━━━ Dataset records ━━━

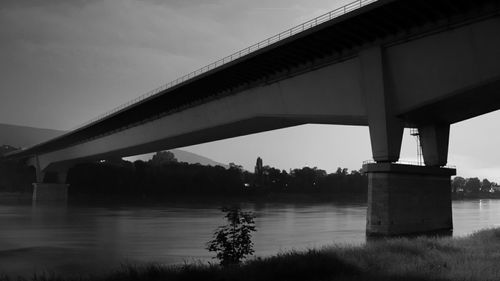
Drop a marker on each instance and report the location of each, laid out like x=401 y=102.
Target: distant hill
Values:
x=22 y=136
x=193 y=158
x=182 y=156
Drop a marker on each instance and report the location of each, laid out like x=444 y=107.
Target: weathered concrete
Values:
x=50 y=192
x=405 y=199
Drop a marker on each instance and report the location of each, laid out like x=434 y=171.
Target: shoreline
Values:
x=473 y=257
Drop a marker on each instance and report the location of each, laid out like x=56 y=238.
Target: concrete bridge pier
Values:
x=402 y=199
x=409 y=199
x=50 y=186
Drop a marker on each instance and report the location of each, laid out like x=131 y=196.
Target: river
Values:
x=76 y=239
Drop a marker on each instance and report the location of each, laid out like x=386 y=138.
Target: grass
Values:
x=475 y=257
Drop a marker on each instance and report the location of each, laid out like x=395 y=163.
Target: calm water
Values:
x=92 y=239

━━━
━━━ Dataset records ━━━

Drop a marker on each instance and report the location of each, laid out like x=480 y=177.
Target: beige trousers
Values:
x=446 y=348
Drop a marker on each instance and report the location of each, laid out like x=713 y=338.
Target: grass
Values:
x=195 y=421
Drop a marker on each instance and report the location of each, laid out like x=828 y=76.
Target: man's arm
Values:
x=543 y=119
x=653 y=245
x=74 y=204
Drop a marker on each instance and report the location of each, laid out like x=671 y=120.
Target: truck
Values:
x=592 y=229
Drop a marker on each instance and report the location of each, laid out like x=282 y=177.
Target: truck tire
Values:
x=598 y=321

━━━
━━━ Dataset records ━━━

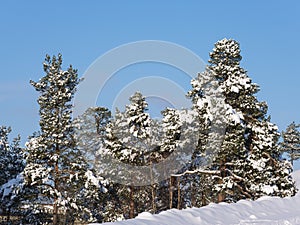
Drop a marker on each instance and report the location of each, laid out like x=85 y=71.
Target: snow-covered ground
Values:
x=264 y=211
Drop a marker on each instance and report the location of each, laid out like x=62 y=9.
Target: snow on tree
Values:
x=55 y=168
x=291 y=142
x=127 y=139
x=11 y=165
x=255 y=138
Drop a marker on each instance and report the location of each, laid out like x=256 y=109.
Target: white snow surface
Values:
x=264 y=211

━━━

Task statement
Reproduce the entries above verbatim, covering the stretch from the line containing "like x=282 y=177." through the line containing "x=598 y=321", with both of those lines included.

The response
Drop a marker on each instance and report the location of each, laid out like x=282 y=177.
Target: truck tire
Values:
x=598 y=321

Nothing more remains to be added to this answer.